** Recorded data **
****************
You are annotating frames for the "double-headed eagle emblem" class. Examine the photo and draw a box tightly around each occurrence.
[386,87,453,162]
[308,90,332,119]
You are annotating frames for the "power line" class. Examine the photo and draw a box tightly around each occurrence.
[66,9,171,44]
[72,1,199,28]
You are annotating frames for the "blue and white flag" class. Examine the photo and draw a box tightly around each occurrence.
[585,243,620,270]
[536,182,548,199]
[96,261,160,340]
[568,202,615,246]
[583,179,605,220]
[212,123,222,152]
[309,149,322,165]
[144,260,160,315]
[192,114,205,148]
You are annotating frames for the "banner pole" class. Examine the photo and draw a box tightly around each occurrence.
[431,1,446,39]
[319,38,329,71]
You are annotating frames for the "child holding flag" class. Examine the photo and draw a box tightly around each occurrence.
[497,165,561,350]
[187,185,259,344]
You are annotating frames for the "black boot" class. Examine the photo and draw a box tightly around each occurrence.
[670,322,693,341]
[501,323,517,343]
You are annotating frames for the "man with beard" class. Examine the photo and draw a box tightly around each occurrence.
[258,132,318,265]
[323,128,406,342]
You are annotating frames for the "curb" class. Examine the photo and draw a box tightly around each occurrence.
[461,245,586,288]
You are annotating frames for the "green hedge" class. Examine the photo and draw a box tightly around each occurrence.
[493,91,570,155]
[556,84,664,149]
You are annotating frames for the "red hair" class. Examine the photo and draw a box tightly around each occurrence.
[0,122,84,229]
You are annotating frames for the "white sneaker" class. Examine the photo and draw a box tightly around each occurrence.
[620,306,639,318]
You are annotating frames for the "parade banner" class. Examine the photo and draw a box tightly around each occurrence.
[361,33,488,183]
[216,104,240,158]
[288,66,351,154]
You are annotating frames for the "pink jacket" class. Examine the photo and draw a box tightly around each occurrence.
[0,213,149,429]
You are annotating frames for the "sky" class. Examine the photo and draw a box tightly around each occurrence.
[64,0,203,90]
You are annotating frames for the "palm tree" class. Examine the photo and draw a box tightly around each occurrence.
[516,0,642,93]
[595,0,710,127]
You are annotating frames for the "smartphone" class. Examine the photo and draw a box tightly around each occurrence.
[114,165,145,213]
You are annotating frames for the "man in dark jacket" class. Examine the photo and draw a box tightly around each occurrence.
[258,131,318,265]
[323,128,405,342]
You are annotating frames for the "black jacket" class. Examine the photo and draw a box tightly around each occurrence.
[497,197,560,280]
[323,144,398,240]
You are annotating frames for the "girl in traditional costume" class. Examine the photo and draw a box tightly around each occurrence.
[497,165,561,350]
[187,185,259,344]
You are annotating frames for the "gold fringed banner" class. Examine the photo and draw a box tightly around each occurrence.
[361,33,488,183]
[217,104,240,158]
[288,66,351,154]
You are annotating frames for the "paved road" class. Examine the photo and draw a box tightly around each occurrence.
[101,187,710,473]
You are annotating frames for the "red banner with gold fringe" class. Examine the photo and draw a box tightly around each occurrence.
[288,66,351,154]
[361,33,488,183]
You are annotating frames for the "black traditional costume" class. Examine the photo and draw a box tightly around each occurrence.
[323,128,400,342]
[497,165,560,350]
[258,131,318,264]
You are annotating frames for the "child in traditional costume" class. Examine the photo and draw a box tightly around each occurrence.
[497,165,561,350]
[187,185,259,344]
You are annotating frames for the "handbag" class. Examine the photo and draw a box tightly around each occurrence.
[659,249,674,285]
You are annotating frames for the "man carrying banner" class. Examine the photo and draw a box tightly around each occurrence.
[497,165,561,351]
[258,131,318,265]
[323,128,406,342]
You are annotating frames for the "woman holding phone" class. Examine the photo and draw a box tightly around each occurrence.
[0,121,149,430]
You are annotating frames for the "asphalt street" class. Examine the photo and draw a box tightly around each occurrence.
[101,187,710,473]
****************
Each record, from first to last, should be returned verbatim.

** Exercise answer **
You are annotating frames for the "double-headed eagle emblem" class. Examine the photo and draw a box tightly around each occurrence.
[386,87,453,162]
[308,90,332,119]
You are annotating frames for the "power line" class. Examine the photo and draw a box tightly around each occurrence.
[66,9,171,44]
[72,1,199,28]
You are annotating frames for the "blue and white flag" class. Examine the photo and draw a box tightly around each occurrence.
[585,243,620,270]
[536,182,548,199]
[96,261,160,340]
[568,202,615,246]
[583,179,605,220]
[212,123,222,152]
[309,149,322,165]
[144,260,160,315]
[192,114,205,148]
You are annotating frames for the "banner pole" class. Examine the photo and draw a box tightly around each occurrence.
[431,1,446,39]
[319,38,329,71]
You are annotating frames for the "child holding flag" class. Examine the photo and draw a box tightly around each occurrence.
[497,165,561,350]
[187,185,259,344]
You are annotating frames for the "black boot" class. Examine the photo and draw a box tightly around each occurrence.
[670,322,693,341]
[501,323,517,343]
You are annotating frames for the "man with beard" class. Examine the photo and draw a box tightly around each occurrence.
[258,132,318,265]
[323,128,406,342]
You are annotating frames for the "curb" class. Examine the photo and draw a box tightly around each occurrence.
[461,245,586,288]
You are annotating frames for the "green hedge" class. Examine the photo and draw a box tightly around each occurrence.
[493,91,570,155]
[556,84,664,149]
You are annotating frames for the "red hair" class. Examine the photo and draw a box tightly around each occurrence.
[0,122,84,229]
You are annotating frames for the "white sneaker" class. Examine the photo and draw a box tightly around each occurrence.
[620,306,639,318]
You are annotating frames for the "parade banner" class. Examine the photo and draw a box tightly around each occurrence.
[361,33,488,183]
[216,104,240,158]
[288,66,351,154]
You are annotating frames for the "pink jacket" class. Examine the photo and draw a box tightly around each occurrence.
[0,213,149,429]
You are annotating frames for the "sky" class. Examine the photo and draw a box tightly around each occurrence.
[64,0,203,90]
You are annotating frames for the "palm tree" class. Examine the photo and draw a box tightly around each occurrence.
[516,0,642,93]
[595,0,710,127]
You are annotating frames for the "smartphone" class. Examine the photo and draw a box tightly around each occurrence.
[114,165,145,213]
You are annotating frames for the "man in dark jacket" class. Examine the photo and draw a box tightly around each occurrence.
[258,131,318,265]
[323,128,405,342]
You are annotating frames for the "black jacket" class. Examine the photo and draw a box tightly around each occurrence.
[497,197,560,280]
[323,144,398,240]
You are annotating frames for the "girl in traditional costume" class. Examine the photo and draw a box tightly around each occurrence.
[497,165,561,350]
[187,185,259,344]
You are annotating frames for the "gold fringed banner" class. Examine the photo and draw a box tightly around each occurrence.
[361,33,488,183]
[217,104,240,158]
[288,66,351,154]
You are annotating frames for the "paved road" class. Examine the photo and draw a box tightly around each occurrence.
[101,187,710,473]
You are annotating frames for the "red banner with gold fringe" class. Examine the photo and draw a box tightly around each occurrence.
[288,66,351,154]
[361,33,488,183]
You are annotating frames for the "black traditional costume" class. Examine the photo and draw a box tightly around each occurrence.
[323,128,400,342]
[497,165,560,350]
[258,131,318,264]
You are annotating frames for the "child in traditional costume" class. Examine the photo and draw a box tightly around each occurrence.
[497,165,561,350]
[187,185,259,344]
You are annotating frames for the "handbag" class. Examine the photo and draw a box tightly around each occurrence.
[659,249,674,285]
You are annotating frames for the "man carrying banner" class. Examine the photo and draw a box tightly around each occurrence.
[497,165,561,351]
[258,131,318,265]
[323,128,406,342]
You are annotating frames for the "woman holding phone" class. Examine the photo and draw a box tightly around each occurrence.
[0,121,149,430]
You are annotating frames for the "asphalt street" class. Examine the photo and draw a box tightly around each occurrence.
[101,187,710,473]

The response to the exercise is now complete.